Data extract —
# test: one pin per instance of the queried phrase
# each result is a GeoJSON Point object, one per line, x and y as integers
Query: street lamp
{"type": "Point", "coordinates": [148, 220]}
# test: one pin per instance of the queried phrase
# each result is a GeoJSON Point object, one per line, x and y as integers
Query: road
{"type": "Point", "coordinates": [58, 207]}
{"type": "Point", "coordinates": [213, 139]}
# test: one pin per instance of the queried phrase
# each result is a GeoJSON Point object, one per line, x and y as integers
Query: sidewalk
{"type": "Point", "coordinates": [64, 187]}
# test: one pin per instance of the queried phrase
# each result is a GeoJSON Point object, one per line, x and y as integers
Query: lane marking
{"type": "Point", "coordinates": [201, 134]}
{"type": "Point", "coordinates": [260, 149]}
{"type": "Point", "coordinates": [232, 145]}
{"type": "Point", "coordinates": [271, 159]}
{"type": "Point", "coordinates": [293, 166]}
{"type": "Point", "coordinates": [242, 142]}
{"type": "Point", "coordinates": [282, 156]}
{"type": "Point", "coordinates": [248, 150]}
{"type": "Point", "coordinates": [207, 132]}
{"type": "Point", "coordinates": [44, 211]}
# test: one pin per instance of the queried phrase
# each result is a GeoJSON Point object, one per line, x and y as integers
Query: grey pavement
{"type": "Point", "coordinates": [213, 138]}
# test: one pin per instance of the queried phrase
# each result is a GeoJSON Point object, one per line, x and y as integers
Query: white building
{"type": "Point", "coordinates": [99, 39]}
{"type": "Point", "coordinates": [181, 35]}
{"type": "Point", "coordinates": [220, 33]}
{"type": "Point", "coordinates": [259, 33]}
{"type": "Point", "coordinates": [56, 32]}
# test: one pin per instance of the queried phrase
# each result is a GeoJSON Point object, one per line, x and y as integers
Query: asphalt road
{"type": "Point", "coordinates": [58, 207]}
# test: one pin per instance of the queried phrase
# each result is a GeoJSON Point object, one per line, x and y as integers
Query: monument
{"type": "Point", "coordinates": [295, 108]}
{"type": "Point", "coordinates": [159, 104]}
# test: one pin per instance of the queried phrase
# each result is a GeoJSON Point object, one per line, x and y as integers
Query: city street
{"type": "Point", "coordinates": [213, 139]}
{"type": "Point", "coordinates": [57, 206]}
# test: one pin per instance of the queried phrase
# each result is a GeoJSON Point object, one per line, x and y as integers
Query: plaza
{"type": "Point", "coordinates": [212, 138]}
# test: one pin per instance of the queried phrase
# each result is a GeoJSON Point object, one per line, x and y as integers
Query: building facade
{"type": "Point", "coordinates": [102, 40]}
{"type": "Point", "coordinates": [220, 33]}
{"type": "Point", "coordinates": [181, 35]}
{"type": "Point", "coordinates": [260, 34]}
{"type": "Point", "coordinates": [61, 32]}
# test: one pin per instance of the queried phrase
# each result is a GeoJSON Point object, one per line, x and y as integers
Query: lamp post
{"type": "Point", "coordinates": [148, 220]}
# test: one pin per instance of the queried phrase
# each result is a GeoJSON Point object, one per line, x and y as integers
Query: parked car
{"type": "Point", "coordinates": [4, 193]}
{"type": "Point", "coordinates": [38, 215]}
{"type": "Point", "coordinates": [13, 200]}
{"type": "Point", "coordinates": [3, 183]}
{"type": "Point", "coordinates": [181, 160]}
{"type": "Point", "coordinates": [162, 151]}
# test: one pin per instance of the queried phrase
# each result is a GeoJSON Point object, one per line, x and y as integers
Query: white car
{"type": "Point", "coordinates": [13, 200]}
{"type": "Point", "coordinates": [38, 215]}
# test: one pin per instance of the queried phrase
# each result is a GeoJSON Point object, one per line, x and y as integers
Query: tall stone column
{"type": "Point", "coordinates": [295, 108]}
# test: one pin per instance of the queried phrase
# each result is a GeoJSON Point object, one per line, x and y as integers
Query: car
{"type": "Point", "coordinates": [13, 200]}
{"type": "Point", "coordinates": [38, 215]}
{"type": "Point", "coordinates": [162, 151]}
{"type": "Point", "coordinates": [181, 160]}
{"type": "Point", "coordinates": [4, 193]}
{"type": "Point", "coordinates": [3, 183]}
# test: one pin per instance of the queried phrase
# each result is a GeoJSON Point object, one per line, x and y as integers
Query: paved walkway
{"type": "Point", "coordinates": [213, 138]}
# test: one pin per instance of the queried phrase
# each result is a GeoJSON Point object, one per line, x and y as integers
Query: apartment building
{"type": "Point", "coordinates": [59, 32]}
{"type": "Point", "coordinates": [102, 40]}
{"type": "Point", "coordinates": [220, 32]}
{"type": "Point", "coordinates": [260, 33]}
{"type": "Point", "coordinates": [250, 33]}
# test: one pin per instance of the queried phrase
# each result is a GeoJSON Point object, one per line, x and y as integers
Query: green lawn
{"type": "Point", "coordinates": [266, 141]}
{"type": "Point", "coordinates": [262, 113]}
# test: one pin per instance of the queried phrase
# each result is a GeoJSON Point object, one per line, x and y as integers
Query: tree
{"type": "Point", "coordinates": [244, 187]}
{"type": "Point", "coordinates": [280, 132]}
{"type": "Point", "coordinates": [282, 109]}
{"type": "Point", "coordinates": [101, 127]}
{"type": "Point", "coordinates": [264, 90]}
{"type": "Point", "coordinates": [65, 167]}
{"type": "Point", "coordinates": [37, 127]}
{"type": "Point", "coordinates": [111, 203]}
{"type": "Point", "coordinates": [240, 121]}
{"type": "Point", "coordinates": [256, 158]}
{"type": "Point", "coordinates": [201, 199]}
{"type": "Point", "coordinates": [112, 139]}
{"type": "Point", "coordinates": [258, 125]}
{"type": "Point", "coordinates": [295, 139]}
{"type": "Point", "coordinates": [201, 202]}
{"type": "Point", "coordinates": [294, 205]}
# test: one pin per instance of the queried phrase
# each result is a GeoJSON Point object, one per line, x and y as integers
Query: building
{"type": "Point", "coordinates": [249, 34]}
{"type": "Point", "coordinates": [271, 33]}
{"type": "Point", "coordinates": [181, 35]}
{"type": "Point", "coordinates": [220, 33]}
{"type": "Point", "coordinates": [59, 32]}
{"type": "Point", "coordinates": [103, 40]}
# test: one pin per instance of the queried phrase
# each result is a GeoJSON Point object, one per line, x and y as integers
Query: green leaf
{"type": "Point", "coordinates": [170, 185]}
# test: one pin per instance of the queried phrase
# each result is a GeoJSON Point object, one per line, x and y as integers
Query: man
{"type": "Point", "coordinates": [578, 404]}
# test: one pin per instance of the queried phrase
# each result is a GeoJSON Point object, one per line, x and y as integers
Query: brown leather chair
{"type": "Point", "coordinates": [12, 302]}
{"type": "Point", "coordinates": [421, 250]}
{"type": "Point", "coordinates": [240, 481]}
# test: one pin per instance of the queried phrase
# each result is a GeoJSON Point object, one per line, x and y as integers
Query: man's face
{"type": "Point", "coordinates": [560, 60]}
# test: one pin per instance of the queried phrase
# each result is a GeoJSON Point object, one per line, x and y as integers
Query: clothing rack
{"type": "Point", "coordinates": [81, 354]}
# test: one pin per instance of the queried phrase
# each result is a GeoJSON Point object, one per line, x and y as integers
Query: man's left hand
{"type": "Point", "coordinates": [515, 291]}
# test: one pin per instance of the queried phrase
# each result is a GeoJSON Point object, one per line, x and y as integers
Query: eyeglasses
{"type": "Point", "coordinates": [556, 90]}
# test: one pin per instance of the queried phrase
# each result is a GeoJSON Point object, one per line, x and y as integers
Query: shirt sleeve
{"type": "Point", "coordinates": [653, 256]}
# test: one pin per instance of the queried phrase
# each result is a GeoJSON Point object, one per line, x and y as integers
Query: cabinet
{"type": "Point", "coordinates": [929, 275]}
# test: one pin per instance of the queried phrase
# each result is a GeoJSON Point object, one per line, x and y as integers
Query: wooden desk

Work to complete —
Give back the lines above exactly, from the one with "Query: man's face" through the last line.

Exercise result —
Query: man's face
{"type": "Point", "coordinates": [560, 60]}
# test: one pin per instance of the queried phrase
# each result is a GeoJSON Point object, one per line, x and y as integers
Query: clothing rack
{"type": "Point", "coordinates": [81, 354]}
# test: one pin per instance of the queried phrase
# each result is a GeoJSON Point object, one per line, x and y as integers
Query: man's left hand
{"type": "Point", "coordinates": [515, 291]}
# test: one pin per instance of the queried phrase
# each result is a GeoJSON Point object, one per line, x and y as integers
Query: eyeglasses
{"type": "Point", "coordinates": [556, 90]}
# test: one pin per instance of the queried phrase
# each result is a GeoJSON Point object, one per line, x and y as integers
Query: shirt sleeve
{"type": "Point", "coordinates": [653, 256]}
# test: one pin per instance of the queried phrase
# each result is a GeoJSON Point object, one per line, x and y as integers
Query: cabinet
{"type": "Point", "coordinates": [929, 275]}
# test: one pin per instance of the queried phrase
# each result is a GeoJSON Point object, one per line, x and y as integers
Query: wooden desk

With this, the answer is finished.